- PROBLEM DETAILS
Wherever a line in the data holds the word "shirt", pull that line out.

- SOURCE DATA
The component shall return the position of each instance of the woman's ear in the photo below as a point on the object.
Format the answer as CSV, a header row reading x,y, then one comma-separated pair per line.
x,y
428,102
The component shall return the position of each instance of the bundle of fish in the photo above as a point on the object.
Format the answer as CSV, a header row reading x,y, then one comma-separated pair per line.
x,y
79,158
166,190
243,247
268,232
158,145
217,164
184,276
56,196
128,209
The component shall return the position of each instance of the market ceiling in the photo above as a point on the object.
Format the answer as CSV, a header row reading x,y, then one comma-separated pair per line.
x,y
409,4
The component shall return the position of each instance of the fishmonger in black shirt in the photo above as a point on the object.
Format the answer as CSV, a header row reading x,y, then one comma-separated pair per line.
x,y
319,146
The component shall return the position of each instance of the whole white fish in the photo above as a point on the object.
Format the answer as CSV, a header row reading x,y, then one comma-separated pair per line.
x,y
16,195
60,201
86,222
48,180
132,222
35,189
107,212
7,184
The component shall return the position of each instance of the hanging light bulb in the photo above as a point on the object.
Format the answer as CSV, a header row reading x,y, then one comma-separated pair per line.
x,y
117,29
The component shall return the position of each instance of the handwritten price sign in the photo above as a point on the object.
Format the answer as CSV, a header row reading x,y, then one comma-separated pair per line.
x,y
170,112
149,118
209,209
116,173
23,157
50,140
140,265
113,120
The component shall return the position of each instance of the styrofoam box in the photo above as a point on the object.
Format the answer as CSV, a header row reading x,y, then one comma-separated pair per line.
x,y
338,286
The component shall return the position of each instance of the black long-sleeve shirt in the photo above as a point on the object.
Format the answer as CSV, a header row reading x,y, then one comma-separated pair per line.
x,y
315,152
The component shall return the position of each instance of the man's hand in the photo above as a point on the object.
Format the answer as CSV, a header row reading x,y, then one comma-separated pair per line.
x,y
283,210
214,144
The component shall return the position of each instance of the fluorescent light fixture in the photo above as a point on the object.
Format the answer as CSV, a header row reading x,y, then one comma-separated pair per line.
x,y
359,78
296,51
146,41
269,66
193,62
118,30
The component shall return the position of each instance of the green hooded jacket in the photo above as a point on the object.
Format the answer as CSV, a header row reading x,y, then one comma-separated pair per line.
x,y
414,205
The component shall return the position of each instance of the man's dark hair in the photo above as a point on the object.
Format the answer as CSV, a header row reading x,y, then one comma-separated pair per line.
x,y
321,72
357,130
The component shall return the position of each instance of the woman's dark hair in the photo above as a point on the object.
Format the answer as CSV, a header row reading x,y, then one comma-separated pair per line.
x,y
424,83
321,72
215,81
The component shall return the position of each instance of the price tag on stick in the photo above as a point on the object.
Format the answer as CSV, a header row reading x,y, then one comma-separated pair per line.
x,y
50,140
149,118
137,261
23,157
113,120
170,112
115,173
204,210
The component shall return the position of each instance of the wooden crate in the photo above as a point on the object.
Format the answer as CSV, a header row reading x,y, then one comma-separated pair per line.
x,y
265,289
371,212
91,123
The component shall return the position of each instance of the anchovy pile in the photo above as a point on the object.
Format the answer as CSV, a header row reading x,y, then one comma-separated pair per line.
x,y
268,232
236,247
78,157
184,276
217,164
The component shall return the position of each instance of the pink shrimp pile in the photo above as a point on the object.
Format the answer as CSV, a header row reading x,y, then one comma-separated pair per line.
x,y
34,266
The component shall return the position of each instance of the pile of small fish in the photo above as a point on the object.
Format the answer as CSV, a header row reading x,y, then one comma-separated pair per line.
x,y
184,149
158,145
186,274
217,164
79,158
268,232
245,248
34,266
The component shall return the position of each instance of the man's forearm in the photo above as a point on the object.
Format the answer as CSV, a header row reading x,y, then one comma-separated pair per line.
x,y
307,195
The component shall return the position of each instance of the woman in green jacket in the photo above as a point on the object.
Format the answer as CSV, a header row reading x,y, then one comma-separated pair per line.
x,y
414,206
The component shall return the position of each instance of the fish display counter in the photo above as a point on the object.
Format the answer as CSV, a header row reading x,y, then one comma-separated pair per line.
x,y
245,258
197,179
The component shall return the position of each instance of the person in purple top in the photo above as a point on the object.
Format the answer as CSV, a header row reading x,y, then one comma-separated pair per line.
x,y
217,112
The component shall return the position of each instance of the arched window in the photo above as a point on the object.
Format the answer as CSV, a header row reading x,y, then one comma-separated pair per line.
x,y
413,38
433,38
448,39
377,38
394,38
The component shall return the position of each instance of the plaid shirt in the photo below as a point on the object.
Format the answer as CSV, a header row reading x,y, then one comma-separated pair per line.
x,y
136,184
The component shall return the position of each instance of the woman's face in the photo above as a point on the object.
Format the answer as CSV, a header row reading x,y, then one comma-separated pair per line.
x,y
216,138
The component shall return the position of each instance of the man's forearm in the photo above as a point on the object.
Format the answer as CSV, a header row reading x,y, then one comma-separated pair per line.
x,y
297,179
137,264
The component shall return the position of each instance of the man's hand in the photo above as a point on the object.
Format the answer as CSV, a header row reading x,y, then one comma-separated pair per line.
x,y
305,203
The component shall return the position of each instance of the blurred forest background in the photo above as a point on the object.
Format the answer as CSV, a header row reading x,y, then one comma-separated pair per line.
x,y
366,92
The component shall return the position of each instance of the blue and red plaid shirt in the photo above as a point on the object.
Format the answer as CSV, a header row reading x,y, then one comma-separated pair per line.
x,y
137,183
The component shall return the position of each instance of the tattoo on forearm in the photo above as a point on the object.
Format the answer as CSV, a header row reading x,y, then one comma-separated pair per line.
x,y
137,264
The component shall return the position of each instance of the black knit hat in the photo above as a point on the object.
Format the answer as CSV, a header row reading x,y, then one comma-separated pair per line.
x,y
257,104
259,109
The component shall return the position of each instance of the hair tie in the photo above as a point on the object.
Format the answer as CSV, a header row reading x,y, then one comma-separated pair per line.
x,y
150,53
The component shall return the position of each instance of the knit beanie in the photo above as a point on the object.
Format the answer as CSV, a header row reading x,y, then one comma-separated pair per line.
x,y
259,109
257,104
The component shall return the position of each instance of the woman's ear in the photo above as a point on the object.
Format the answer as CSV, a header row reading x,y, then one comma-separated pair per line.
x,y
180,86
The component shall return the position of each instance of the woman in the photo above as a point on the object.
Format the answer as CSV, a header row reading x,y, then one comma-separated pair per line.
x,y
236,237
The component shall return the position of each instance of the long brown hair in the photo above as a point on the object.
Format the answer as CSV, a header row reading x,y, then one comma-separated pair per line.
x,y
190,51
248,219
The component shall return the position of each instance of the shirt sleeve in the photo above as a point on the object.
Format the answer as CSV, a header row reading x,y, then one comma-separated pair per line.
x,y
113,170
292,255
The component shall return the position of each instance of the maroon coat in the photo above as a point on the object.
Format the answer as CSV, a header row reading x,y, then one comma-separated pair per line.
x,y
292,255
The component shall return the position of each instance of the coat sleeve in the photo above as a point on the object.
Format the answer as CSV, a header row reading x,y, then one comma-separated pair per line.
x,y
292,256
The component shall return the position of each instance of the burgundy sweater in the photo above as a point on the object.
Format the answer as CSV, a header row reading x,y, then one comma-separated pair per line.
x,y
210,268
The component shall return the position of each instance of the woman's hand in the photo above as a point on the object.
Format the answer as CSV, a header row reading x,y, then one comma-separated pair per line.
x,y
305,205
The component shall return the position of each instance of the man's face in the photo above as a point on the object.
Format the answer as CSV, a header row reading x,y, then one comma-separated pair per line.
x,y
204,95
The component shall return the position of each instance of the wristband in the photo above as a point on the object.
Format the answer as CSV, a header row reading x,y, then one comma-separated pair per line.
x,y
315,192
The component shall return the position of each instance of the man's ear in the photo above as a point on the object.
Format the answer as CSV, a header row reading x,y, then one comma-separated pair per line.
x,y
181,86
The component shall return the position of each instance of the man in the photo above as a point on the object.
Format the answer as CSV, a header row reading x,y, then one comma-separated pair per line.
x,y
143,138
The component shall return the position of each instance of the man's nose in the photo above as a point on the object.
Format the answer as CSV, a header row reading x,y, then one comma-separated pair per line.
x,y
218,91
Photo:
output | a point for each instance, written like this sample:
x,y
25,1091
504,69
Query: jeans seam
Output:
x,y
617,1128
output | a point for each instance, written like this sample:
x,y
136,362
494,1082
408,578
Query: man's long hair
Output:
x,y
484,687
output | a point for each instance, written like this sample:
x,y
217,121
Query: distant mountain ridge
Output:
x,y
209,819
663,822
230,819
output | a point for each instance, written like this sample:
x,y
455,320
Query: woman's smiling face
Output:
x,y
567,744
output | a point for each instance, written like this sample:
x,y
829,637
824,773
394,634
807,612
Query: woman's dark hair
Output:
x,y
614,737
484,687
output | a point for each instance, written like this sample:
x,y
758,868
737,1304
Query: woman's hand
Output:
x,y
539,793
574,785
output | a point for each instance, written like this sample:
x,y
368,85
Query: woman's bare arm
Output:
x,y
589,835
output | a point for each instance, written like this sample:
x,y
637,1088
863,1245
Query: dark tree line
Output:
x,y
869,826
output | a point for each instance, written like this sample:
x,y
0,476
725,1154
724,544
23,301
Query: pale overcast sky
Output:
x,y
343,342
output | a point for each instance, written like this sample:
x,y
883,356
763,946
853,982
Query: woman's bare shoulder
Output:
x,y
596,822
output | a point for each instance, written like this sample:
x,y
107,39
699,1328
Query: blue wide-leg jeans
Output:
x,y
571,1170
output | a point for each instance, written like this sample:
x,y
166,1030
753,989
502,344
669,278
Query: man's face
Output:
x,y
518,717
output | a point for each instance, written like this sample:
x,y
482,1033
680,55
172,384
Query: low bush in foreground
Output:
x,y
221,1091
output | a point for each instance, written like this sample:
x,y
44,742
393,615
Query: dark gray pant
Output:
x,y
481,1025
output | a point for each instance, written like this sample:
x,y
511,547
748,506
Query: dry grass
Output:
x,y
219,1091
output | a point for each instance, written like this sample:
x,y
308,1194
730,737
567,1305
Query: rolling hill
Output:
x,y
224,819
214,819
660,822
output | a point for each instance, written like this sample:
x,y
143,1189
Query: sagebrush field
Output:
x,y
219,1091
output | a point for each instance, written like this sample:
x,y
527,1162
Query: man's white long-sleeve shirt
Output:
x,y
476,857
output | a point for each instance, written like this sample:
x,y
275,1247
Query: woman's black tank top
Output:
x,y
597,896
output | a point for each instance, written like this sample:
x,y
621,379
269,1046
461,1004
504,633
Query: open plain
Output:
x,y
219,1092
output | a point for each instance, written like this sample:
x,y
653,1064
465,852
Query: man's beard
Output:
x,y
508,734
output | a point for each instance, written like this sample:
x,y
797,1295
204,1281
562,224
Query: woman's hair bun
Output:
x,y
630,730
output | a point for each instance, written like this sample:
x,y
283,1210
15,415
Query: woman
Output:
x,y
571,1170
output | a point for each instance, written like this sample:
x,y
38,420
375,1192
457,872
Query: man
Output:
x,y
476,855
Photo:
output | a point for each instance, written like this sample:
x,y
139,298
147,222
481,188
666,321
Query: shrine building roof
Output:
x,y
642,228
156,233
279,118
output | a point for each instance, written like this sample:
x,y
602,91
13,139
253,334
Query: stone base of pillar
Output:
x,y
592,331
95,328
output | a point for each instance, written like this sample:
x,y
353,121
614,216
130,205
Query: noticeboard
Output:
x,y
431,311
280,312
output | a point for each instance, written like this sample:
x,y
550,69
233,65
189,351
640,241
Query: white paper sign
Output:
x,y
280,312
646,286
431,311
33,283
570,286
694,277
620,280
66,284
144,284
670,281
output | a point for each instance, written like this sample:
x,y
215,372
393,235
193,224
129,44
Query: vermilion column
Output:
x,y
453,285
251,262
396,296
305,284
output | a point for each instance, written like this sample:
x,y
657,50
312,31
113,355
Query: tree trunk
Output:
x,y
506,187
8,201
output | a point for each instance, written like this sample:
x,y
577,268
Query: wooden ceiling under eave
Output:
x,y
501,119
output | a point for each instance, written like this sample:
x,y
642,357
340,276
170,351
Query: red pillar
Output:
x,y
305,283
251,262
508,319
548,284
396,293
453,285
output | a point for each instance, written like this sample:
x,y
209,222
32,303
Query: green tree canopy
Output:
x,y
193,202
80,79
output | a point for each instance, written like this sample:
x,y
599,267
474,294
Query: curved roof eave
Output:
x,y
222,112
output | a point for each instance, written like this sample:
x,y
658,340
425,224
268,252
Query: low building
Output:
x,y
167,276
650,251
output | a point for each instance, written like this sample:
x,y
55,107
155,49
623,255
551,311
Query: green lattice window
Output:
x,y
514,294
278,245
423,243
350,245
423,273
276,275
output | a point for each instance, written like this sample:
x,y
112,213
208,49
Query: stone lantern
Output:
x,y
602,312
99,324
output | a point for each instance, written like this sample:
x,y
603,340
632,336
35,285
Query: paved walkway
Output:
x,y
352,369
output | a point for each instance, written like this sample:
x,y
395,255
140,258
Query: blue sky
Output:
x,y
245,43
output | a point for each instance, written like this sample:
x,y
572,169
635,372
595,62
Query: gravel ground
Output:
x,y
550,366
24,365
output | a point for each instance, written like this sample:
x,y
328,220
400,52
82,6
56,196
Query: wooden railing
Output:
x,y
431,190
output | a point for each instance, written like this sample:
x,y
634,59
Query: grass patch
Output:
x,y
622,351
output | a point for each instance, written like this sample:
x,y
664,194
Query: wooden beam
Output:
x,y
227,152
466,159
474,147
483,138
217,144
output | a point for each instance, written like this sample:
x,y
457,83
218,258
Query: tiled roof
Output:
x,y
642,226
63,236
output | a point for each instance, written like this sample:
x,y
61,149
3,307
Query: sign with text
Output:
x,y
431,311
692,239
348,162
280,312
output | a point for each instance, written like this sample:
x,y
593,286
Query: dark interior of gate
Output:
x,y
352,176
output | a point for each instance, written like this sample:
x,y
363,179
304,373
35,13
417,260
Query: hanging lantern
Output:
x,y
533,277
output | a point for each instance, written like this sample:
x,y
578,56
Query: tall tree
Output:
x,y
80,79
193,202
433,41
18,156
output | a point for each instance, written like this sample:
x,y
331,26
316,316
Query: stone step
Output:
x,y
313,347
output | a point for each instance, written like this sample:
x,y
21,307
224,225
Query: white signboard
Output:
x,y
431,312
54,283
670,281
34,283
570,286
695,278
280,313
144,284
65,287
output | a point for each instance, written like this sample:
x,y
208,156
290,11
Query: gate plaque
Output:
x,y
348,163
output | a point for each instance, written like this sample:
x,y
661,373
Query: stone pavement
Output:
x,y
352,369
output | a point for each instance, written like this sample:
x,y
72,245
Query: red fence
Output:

- ANSWER TO THE EXERCISE
The component shall return the position of each instance of the fishmonger in black shirt in the photo above as a point on the object.
The component shall return the position of each instance of the black long-sleeve shirt in the photo above as a point on the object.
The component shall return the position of each instance of the plaid shirt in the photo below as a point on the object.
The component shall return the position of each instance of the blue and red plaid shirt in the photo above as a point on the object.
The component shall return the position of each instance of the shirt sleeve in the photo above as a point on the object.
Query: man's white long-sleeve shirt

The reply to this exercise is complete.